◆ **LISTED RECORDS**
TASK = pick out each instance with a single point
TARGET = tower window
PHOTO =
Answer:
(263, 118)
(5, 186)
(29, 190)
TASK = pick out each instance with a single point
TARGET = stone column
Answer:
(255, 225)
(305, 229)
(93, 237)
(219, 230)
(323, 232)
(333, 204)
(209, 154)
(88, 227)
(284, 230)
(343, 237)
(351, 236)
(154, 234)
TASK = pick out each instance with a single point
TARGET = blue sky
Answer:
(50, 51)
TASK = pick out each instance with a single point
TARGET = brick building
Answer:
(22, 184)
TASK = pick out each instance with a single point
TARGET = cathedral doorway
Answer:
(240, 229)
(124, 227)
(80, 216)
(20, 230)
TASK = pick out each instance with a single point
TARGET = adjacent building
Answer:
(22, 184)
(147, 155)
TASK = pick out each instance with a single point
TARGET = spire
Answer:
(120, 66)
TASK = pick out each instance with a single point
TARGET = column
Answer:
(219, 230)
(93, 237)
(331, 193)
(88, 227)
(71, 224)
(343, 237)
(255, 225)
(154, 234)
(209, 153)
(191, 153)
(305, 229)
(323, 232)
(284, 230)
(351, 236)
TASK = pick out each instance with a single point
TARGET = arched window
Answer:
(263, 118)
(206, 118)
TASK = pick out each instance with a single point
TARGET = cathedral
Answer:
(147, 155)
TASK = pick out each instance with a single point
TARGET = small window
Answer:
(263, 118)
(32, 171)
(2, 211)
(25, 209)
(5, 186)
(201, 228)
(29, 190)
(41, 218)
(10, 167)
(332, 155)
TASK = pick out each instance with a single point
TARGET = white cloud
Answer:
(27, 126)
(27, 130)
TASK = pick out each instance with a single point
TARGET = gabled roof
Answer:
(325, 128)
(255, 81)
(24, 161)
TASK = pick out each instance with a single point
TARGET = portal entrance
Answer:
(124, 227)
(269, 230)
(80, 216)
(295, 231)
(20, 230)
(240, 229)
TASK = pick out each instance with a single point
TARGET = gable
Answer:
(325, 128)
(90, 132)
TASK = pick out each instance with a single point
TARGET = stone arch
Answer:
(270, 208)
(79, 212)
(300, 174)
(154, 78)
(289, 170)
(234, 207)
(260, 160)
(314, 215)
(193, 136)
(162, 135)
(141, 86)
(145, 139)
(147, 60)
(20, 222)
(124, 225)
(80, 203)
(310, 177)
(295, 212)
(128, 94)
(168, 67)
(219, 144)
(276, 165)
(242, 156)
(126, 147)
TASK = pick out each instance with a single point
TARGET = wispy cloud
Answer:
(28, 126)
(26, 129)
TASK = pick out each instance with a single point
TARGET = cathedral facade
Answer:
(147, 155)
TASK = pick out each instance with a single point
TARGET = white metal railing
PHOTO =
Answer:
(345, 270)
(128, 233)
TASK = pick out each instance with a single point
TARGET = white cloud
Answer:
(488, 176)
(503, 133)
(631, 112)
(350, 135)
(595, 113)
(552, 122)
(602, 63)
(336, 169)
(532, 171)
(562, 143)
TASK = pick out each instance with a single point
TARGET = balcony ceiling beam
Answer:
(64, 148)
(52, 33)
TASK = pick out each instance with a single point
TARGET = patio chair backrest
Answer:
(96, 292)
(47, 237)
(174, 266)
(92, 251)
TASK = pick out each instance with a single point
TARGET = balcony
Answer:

◆ **EXERCISE INSTRUCTIONS**
After reading the data above, return it verbatim in full.

◆ **ANSWER TO THE PROBLEM**
TASK = pick out each instance with a single point
TARGET = tower window
PHOTO =
Answer:
(263, 118)
(5, 186)
(29, 190)
TASK = pick out each instance with a single point
TARGET = stone column
Answer:
(255, 225)
(305, 229)
(93, 237)
(219, 230)
(323, 232)
(333, 204)
(209, 154)
(88, 227)
(284, 230)
(343, 237)
(351, 236)
(154, 234)
TASK = pick out each instance with a single point
TARGET = blue sky
Answer:
(50, 51)
TASK = pick out each instance with a single point
TARGET = brick building
Answer:
(22, 184)
TASK = pick out each instance with a single point
TARGET = cathedral doorway
Answer:
(240, 229)
(124, 227)
(80, 216)
(20, 230)
TASK = pick out each instance with a single point
TARGET = adjacent building
Answer:
(22, 184)
(147, 155)
TASK = pick out each instance with a single point
TARGET = spire
Answer:
(120, 66)
TASK = pick out each instance with a single point
TARGET = column
Answer:
(219, 230)
(93, 237)
(331, 193)
(88, 227)
(71, 224)
(343, 237)
(255, 225)
(154, 234)
(209, 153)
(191, 153)
(305, 229)
(323, 232)
(284, 230)
(351, 236)
TASK = pick out each instance with a single point
TARGET = arched window
Answer:
(263, 118)
(206, 118)
TASK = pick out each instance with a single point
TARGET = cathedral
Answer:
(147, 155)
TASK = pick out each instance with a single point
TARGET = small window
Answer:
(263, 118)
(32, 171)
(2, 211)
(25, 209)
(5, 186)
(201, 228)
(29, 190)
(41, 218)
(10, 167)
(332, 155)
TASK = pick out each instance with a single point
TARGET = white cloud
Answer:
(27, 126)
(27, 130)
TASK = pick out each instance with a single point
TARGET = gabled roof
Answer:
(325, 128)
(255, 81)
(24, 161)
TASK = pick out each instance with a single point
TARGET = portal entrance
Answer:
(124, 227)
(269, 230)
(80, 216)
(295, 231)
(20, 230)
(240, 229)
TASK = pick out each instance with a single point
TARGET = gable
Answer:
(325, 128)
(90, 132)
TASK = pick out each instance with a single point
TARGET = stone arch
Answer:
(270, 208)
(79, 212)
(300, 174)
(154, 78)
(289, 170)
(234, 207)
(260, 160)
(314, 215)
(193, 136)
(162, 135)
(141, 86)
(145, 139)
(147, 60)
(20, 222)
(124, 225)
(80, 203)
(310, 177)
(295, 212)
(128, 94)
(168, 67)
(219, 144)
(276, 165)
(242, 156)
(126, 147)
TASK = pick out each instance with a single point
TARGET = wispy cloud
Answer:
(28, 126)
(26, 129)
TASK = pick out each instance with a single point
TARGET = cathedral facade
Answer:
(147, 155)
TASK = pick out each instance with a single point
TARGET = white metal railing
PHOTO =
Answer:
(345, 270)
(128, 233)
TASK = pick out each instance with a single point
TARGET = white cloud
Answer:
(488, 176)
(503, 133)
(631, 112)
(350, 135)
(595, 113)
(552, 122)
(602, 63)
(336, 169)
(532, 171)
(562, 143)
TASK = pick out each instance with a single point
TARGET = balcony ceiling beam
Answer:
(64, 148)
(52, 33)
TASK = pick out each instance with a single point
TARGET = patio chair backrest
Answer:
(96, 292)
(47, 237)
(174, 266)
(92, 251)
TASK = pick out each instance with a single point
TARGET = balcony
Answer:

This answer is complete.